[Opening Text segment section]

Healthcare workers, including nurses and home health aids, are one of the groups most at risk of getting hurt in the workplace as a result of violence. Workers within the healthcare profession typically face three times the risk of workplace injuries due to violence compared with the overall rate of such injuries in the private sector.
In light of concerns about their safety, nurses have been lobbying in California for a law which would provider better protections. Sacramento Bee reports that California is moving forward towards becoming the state with the most comprehensive protections for California healthcare workers in the United States.
New Protections from Workplace Violence for California’s Healthcare Workers
Service Employees International Union (SEIU), which represents approximately 8,000 healthcare workers and nurses throughout Southern California, was instrumental in lobbying for action to establish regulations that would provide broader protection to healthcare workers.
In early 2014, SEIU members and other professional nursing advocates petitioned the California Division of Occupational Safety and Health (Cal/OSHA) to develop a comprehensive standard aimed at preventing workplace violence targeted towards healthcare workers. The aggressive lobbying was a response, in part, to the tragic death in 2010 of a psychiatric technician who was strangled to death at work in a California hospital by a mentally ill patient.

[Closing Text segment section]
[Opening Record set section]

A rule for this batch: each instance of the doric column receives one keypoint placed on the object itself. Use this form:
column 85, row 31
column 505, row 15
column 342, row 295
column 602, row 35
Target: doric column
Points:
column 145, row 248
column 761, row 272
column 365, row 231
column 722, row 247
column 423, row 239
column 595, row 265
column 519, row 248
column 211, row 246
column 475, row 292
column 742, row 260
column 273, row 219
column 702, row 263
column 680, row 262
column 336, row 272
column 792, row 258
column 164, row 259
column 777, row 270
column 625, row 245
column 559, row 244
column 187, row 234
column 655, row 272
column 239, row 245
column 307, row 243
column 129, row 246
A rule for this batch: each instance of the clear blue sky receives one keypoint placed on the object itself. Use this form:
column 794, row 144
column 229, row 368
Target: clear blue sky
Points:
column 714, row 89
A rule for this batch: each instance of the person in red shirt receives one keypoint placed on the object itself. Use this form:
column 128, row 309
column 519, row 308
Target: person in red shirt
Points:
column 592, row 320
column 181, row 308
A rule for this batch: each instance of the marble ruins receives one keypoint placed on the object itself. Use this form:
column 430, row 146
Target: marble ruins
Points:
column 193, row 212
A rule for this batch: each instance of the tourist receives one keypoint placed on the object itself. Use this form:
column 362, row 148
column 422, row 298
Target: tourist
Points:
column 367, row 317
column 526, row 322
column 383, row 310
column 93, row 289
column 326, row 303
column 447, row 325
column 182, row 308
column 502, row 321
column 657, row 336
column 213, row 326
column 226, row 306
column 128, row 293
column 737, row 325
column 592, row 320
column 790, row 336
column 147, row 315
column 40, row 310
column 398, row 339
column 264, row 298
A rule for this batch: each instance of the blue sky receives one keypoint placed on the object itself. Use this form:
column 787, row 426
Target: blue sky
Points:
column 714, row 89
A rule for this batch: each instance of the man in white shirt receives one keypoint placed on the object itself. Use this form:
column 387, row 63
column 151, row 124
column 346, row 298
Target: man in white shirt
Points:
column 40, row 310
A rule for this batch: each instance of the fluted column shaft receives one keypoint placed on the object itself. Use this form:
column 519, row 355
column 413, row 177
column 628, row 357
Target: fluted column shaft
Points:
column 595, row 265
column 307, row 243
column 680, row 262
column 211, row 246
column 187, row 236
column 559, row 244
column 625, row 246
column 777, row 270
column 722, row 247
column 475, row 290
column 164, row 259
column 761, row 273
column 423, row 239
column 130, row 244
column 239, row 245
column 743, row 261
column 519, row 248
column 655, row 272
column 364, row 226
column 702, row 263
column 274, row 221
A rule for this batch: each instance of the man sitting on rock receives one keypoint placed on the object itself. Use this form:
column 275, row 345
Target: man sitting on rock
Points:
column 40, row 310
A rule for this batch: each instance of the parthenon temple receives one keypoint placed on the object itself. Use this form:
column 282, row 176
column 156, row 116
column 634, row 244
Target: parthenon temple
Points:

[Closing Record set section]

Exercise description =>
Please summarize the passage on workplace violence against healthcare workers in two sentences. The records have no connection to the text.

Result for this exercise =>
Healthcare workers face about three times the private-sector rate of workplace injuries from violence, and California is moving toward having the most comprehensive protections for them in the United States. In early 2014, SEIU members and other nursing advocates petitioned Cal/OSHA for a standard to prevent such violence, partly in response to the 2010 death of a psychiatric technician strangled at work in a California hospital by a mentally ill patient.